What is being asked:
Exactly as written, output each record given below.

- - - - -

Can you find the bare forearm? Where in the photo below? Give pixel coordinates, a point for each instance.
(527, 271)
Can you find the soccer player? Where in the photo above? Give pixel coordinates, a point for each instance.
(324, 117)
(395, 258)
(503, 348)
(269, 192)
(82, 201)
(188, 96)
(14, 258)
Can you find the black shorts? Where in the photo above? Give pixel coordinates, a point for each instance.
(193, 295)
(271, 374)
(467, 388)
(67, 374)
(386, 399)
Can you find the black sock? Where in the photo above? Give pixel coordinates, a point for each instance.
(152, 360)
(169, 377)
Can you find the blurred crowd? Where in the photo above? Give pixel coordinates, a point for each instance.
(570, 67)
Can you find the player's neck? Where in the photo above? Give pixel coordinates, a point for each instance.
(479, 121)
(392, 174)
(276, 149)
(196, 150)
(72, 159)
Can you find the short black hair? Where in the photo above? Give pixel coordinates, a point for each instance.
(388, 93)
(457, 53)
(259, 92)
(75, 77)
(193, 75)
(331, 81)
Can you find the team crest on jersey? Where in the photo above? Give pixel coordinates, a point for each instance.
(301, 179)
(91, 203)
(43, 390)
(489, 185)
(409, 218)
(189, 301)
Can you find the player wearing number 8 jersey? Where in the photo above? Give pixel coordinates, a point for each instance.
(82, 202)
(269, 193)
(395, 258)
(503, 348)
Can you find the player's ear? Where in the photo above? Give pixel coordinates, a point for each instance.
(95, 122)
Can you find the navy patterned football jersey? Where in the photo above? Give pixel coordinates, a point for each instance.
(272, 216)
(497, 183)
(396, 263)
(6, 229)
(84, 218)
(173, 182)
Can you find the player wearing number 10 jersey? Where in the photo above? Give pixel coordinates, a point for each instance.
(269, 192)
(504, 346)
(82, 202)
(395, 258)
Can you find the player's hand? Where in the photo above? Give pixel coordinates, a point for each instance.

- - - - -

Written answer:
Can you find the bare forearm? Where in the photo below? Give pixel coordinates, a point for each instance.
(527, 271)
Can you find the soccer player? Where in the photo above? Give pixel coordinates, a point for each instance.
(324, 117)
(395, 258)
(503, 348)
(269, 192)
(82, 201)
(188, 96)
(14, 258)
Can you find the black shorts? Where in the photo above? Give pixel coordinates, a point for each instance.
(193, 295)
(271, 374)
(467, 388)
(67, 374)
(386, 399)
Can you find the black sock? Where in the photo above? Give pixel coordinates, a point for each instance.
(152, 360)
(169, 377)
Can you find the blurred crowd? Where in the photo above? Give pixel coordinates, a point for each instance.
(570, 67)
Can you find the player's neck? Where in the photo above? Give pixel coordinates, a point for each instance.
(479, 121)
(392, 174)
(276, 149)
(196, 150)
(72, 159)
Can you find the short black hair? Where in the photo above? Give pixel coordinates, a point for each instance.
(388, 93)
(457, 53)
(259, 92)
(75, 77)
(193, 75)
(331, 81)
Can you find the team crest on jersey? Where in the photo above? Give pixel coordinates, a point for each instance.
(301, 179)
(91, 203)
(43, 390)
(489, 185)
(409, 218)
(189, 301)
Can you find the player wearing number 8 jersey? Where in the photo above? Give pixel coordinates, a point for each instance.
(82, 202)
(269, 193)
(395, 258)
(503, 348)
Can you find the player's ear? Where in the photo above? Give pixel coordinates, a point for each instance.
(95, 122)
Can you find the navy patterned football jersey? Where in the photo above? Give pixel coordinates, a point for each instance.
(272, 216)
(497, 183)
(396, 263)
(6, 229)
(84, 218)
(173, 182)
Can you find the player wearing number 10 jersey? Where in the photo above? Give pixel coordinates, a point for each instance.
(269, 192)
(504, 346)
(82, 202)
(395, 258)
Can you find the player's hand? Where in the photo above? Give pixel coordinates, a point for each instance.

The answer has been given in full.